The task
Every record, from the first line to the last, needs to be given again exactly.

Information given
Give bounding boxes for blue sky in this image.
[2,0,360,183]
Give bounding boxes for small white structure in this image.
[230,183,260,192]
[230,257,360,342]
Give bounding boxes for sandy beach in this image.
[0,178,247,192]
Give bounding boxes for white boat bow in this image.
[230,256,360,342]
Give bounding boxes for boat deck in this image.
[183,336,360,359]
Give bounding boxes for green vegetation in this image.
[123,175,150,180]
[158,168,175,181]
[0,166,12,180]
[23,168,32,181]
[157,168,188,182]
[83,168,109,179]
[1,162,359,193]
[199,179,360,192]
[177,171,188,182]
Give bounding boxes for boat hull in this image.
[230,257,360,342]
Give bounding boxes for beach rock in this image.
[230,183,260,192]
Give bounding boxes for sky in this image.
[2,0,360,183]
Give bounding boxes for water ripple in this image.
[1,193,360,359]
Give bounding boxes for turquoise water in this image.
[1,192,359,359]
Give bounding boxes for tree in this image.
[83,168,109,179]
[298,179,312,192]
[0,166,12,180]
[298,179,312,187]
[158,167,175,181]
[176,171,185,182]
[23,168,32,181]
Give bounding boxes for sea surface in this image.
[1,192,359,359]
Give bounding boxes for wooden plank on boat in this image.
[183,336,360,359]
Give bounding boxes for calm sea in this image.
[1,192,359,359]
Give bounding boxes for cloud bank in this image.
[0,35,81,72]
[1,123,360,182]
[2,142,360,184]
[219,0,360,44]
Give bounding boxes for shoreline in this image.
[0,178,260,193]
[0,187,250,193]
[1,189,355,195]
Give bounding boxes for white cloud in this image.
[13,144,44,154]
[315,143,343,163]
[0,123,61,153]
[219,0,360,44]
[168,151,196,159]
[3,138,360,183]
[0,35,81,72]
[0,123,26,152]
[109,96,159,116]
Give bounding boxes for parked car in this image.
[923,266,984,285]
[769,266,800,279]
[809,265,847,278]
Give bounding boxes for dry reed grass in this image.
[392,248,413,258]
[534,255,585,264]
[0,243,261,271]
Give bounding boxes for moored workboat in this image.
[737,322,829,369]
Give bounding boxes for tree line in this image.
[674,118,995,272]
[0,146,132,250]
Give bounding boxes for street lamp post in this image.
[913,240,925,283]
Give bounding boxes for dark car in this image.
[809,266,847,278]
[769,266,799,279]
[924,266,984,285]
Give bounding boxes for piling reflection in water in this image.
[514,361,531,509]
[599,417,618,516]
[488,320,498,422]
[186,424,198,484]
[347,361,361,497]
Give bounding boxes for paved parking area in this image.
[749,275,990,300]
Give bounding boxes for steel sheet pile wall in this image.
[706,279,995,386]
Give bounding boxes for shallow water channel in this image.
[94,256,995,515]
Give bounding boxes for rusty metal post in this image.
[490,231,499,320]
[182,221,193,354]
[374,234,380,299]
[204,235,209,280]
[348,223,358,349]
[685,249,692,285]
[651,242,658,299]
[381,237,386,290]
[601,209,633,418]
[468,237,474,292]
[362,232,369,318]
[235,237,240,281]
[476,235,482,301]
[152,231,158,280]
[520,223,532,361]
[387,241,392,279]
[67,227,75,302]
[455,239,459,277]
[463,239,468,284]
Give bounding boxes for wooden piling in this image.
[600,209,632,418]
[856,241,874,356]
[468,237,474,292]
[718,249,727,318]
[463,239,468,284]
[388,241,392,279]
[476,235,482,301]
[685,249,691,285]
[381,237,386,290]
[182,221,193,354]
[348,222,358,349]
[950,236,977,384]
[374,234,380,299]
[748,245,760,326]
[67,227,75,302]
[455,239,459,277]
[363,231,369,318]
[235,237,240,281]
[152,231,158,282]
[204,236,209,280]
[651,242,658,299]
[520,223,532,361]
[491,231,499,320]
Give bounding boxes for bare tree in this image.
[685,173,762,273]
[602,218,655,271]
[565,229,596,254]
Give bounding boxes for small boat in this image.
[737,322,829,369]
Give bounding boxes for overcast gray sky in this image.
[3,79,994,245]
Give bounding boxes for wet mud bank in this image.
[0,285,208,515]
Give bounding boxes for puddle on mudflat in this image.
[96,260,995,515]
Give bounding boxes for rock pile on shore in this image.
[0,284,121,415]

Written answer
Give bounding boxes for blue sky in this image.
[2,0,360,183]
Give bounding boxes for small white structure in this image.
[230,183,260,192]
[230,257,360,342]
Give bounding boxes for sandy beach in this image.
[0,178,247,192]
Give bounding boxes for white boat bow in this image.
[230,256,360,342]
Give bounding boxes for boat deck in this image.
[183,336,360,359]
Give bounding boxes for green vegetation in this image.
[123,175,150,180]
[158,168,175,181]
[0,166,12,180]
[23,168,32,181]
[157,168,188,182]
[83,168,109,179]
[1,162,359,193]
[199,179,360,192]
[177,171,188,182]
Give bounding boxes for boat hull in this image.
[230,257,360,342]
Give bounding boxes for beach rock in this image.
[230,183,260,192]
Give bounding boxes for sky in this image.
[2,0,360,183]
Give bounding boxes for water ripple in this image.
[1,193,360,359]
Give bounding boxes for turquoise water in this image.
[1,192,359,359]
Give bounding boxes for tree in this image.
[83,168,109,179]
[298,179,312,192]
[0,166,12,180]
[298,179,312,187]
[158,167,175,181]
[176,171,185,182]
[23,168,32,181]
Give bounding boxes for sea surface in this image.
[1,192,359,359]
Give bounding boxes for wooden plank on boat in this image.
[183,336,360,359]
Give bounding boxes for calm sea in this image.
[1,192,359,359]
Give bounding boxes for cloud bank in this image.
[0,35,81,72]
[1,123,360,182]
[2,142,360,184]
[219,0,360,44]
Give bounding boxes for shoreline in this image.
[0,178,260,193]
[0,187,250,193]
[1,189,355,195]
Give bounding boxes for white cloud in this image.
[13,144,44,154]
[315,143,343,163]
[0,123,61,153]
[219,0,360,44]
[168,151,196,159]
[3,138,360,183]
[0,35,81,72]
[0,123,26,152]
[109,96,159,116]
Give bounding boxes for parked car in this image.
[923,266,984,285]
[769,266,800,279]
[809,265,847,278]
Give bounding boxes for dry reed grass in this image.
[392,248,413,258]
[534,255,585,264]
[0,243,261,271]
Give bounding boxes for moored workboat in this image.
[737,322,829,369]
Give bounding boxes for tree line in this image.
[674,118,995,272]
[0,146,132,250]
Give bounding boxes for street lamp post in this image.
[913,240,925,283]
Give bounding boxes for dark car in this image.
[809,266,847,278]
[769,266,799,279]
[924,266,984,285]
Give bounding boxes for piling reflection in water in this image.
[514,361,531,509]
[599,417,618,516]
[488,320,498,422]
[186,424,198,484]
[347,361,361,497]
Give bounding boxes for paved parking area in this image.
[749,275,990,300]
Give bounding boxes for steel sheet pile wall in this image.
[706,279,995,386]
Give bounding boxes for shallow water channel in this image.
[94,256,995,515]
Give bounding boxes for rusty metal post in this image.
[490,231,499,320]
[182,221,193,354]
[374,234,380,299]
[204,235,209,280]
[348,223,358,349]
[685,249,692,285]
[651,242,658,299]
[381,237,386,290]
[601,209,633,418]
[468,237,474,292]
[362,232,369,318]
[235,237,240,281]
[476,235,482,301]
[152,231,158,280]
[520,223,532,361]
[387,241,392,279]
[67,227,75,302]
[455,239,459,277]
[463,239,468,284]
Give bounding boxes for wooden piling in this image.
[600,209,632,418]
[856,241,874,356]
[468,237,474,292]
[718,249,727,318]
[463,239,468,284]
[388,241,392,279]
[476,235,482,301]
[685,249,691,285]
[381,237,386,290]
[182,221,193,354]
[348,222,358,349]
[950,236,977,384]
[374,234,380,299]
[748,245,760,326]
[67,227,75,302]
[455,239,459,277]
[363,231,369,318]
[235,237,240,281]
[152,231,158,282]
[204,236,209,280]
[651,242,658,299]
[520,223,532,361]
[491,231,499,320]
Give bounding boxes for bare tree in this image.
[685,173,762,273]
[602,218,655,271]
[565,229,596,254]
Give bounding boxes for small boat in this image.
[737,322,829,369]
Give bounding boxes for overcast gray sky in this image.
[3,79,994,245]
Give bounding boxes for wet mud bank in this image.
[0,285,208,515]
Give bounding boxes for puddle on mudflat in this image.
[96,260,995,515]
Give bounding boxes for rock pile on shore in this image.
[0,284,121,415]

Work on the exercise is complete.